--- begin RECORDS FOR THE TASK ---

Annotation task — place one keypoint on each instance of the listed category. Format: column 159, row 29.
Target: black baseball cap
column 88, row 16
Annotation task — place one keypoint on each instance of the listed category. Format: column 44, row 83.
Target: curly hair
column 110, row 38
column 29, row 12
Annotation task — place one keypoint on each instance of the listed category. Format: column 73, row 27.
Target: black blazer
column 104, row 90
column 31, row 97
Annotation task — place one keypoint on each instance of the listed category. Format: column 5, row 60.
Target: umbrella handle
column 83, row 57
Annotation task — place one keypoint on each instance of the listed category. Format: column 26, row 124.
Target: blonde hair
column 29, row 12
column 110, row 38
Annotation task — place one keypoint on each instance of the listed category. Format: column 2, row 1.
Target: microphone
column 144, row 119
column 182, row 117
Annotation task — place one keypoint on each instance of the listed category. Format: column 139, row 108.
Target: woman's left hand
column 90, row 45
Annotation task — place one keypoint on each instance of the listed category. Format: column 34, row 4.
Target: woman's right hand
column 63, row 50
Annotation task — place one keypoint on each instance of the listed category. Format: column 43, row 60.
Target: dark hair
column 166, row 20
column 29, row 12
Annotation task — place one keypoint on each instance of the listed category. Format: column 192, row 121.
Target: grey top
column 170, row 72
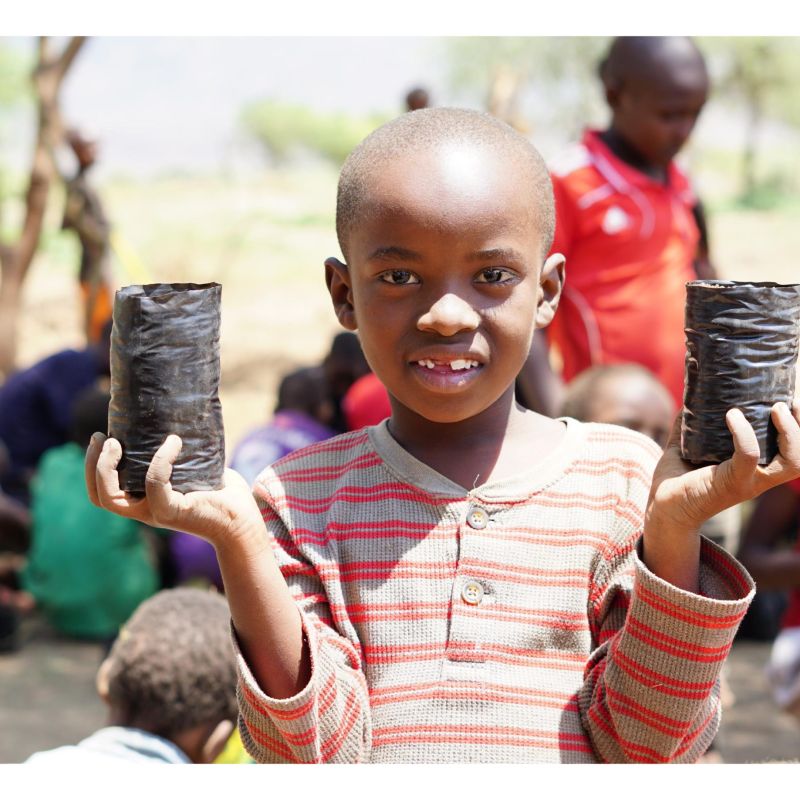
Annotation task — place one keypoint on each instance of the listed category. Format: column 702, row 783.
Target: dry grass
column 265, row 239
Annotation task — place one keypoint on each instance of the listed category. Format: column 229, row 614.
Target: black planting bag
column 741, row 352
column 165, row 379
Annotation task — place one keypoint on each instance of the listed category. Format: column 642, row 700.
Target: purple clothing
column 36, row 411
column 288, row 431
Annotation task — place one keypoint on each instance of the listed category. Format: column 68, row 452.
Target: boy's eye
column 494, row 275
column 398, row 277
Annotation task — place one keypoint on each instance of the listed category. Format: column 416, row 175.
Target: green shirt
column 87, row 568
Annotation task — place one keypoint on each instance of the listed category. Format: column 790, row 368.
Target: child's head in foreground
column 656, row 87
column 172, row 672
column 621, row 394
column 445, row 217
column 306, row 390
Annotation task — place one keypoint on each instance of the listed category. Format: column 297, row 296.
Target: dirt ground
column 265, row 242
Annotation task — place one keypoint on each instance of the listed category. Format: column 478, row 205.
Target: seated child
column 87, row 569
column 469, row 580
column 302, row 416
column 169, row 683
column 621, row 394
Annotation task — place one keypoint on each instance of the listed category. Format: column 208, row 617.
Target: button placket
column 472, row 593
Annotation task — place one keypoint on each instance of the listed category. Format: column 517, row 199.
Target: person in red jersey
column 628, row 222
column 468, row 580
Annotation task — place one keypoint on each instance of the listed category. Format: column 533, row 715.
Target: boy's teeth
column 459, row 363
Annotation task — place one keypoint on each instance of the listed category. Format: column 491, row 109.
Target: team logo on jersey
column 615, row 220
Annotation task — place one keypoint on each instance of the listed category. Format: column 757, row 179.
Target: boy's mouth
column 446, row 373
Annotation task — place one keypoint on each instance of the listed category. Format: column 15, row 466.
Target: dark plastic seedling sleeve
column 741, row 352
column 164, row 379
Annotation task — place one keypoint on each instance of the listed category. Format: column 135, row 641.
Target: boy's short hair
column 172, row 666
column 427, row 128
column 582, row 390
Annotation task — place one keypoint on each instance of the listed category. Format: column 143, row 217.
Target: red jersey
column 630, row 243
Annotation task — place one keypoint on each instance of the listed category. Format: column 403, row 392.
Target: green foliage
column 15, row 72
column 283, row 130
column 759, row 71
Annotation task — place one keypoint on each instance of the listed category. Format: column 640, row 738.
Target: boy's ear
column 550, row 284
column 613, row 89
column 216, row 741
column 337, row 276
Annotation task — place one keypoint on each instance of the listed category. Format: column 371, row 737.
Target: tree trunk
column 16, row 259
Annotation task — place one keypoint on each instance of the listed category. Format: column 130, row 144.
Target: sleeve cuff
column 713, row 615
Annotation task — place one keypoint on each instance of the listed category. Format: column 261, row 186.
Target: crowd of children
column 481, row 541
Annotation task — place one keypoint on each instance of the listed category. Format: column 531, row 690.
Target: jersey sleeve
column 329, row 719
column 651, row 686
column 565, row 217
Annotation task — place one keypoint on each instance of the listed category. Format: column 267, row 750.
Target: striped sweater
column 511, row 623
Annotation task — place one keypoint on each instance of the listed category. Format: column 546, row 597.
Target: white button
column 477, row 518
column 472, row 593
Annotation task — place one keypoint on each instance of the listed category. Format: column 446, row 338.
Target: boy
column 87, row 569
column 628, row 222
column 302, row 416
column 169, row 683
column 455, row 581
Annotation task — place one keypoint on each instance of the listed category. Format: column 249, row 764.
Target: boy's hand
column 686, row 497
column 683, row 497
column 217, row 516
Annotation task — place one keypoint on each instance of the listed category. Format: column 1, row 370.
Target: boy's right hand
column 220, row 517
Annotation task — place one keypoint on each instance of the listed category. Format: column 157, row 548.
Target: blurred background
column 217, row 160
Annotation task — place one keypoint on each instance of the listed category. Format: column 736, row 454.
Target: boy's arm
column 703, row 266
column 264, row 613
column 329, row 720
column 682, row 498
column 302, row 693
column 651, row 689
column 541, row 389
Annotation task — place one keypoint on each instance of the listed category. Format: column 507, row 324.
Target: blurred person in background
column 303, row 414
column 770, row 550
column 621, row 394
column 343, row 365
column 36, row 407
column 629, row 224
column 84, row 214
column 366, row 403
column 87, row 569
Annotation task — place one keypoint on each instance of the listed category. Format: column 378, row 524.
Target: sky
column 161, row 85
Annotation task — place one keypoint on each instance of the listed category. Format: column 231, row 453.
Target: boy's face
column 637, row 403
column 656, row 116
column 444, row 283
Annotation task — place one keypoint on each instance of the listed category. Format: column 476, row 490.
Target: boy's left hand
column 683, row 497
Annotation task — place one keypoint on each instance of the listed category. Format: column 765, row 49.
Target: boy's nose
column 449, row 315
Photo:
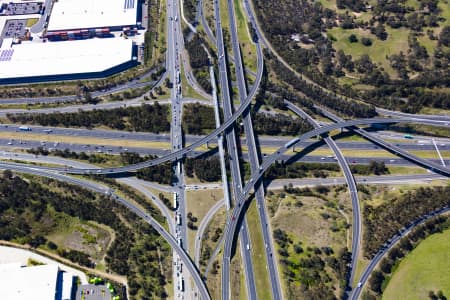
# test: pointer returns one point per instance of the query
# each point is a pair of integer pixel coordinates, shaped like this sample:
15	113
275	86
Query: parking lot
14	29
93	292
13	9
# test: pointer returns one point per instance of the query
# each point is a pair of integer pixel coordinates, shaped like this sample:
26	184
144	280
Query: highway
175	47
268	141
398	114
279	184
434	167
383	251
253	156
351	183
184	151
234	168
236	214
99	106
132	84
202	227
142	214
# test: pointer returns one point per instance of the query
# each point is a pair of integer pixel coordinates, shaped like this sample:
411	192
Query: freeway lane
351	183
235	216
99	106
394	240
230	135
268	141
142	214
274	281
226	124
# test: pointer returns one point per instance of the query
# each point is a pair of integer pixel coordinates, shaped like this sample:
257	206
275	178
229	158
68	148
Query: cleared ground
426	268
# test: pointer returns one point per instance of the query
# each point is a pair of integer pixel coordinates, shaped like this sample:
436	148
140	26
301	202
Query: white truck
24	128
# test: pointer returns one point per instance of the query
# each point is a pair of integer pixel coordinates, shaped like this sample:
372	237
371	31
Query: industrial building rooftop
78	14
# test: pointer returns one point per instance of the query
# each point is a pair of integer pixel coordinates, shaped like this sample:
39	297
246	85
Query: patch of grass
258	256
248	49
200	201
214	278
426	268
396	41
187	90
400	170
237	280
33	262
31	22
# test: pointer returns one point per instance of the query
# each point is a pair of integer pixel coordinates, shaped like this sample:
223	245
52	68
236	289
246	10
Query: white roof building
61	58
78	14
28	283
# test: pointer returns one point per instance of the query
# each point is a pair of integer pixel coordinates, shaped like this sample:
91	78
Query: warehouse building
80	39
36	282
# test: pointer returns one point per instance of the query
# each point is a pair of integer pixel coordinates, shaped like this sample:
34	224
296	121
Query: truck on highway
181	284
24	128
175	200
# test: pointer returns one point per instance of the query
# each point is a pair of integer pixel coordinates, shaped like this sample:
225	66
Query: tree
375	281
168	83
352	38
366	41
444	36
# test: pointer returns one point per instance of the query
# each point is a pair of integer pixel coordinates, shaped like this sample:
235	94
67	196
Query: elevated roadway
253	156
140	213
351	183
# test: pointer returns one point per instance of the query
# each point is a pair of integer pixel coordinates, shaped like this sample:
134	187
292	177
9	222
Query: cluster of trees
191	221
198	118
420	77
76	256
151	118
385	220
406	245
279	124
299	170
166	201
137	251
206	169
66	153
199	61
190	10
312	271
332	101
374	167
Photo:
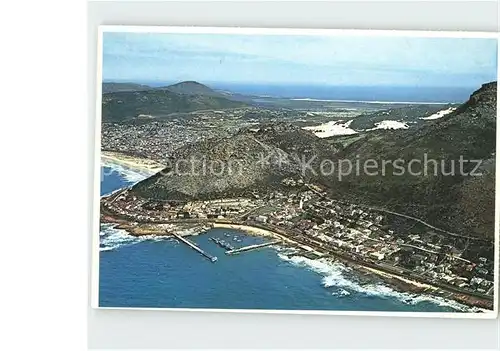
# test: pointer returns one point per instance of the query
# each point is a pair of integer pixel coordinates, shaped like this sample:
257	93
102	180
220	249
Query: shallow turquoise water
161	272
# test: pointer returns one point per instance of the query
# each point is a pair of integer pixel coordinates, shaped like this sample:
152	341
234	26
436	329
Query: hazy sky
355	61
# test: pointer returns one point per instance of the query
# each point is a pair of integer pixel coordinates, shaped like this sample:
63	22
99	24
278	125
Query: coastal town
158	138
322	227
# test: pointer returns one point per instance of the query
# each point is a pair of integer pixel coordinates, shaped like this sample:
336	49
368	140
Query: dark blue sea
161	272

--- end RECORDS FOR THE TASK ---

» GIVEN EXERCISE
From the records above, pull out every line that contains the word "building", with case counting.

» ANSWER TO THIS TASK
Query: industrial building rooftop
Query: white roof building
Query: warehouse building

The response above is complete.